━━━━━ Data for processing ━━━━━
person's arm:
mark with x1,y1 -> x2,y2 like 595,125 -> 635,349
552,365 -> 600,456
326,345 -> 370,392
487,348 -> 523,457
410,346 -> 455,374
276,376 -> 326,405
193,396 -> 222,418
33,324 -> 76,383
━━━━━
▶ What the task asks
Please reproduce each line of the material above without any changes.

▶ Answer
person's arm:
mark with x1,y1 -> x2,y2 like 595,125 -> 635,349
552,365 -> 600,456
326,345 -> 370,392
487,348 -> 523,457
410,346 -> 455,374
276,376 -> 326,405
193,396 -> 222,418
33,324 -> 76,383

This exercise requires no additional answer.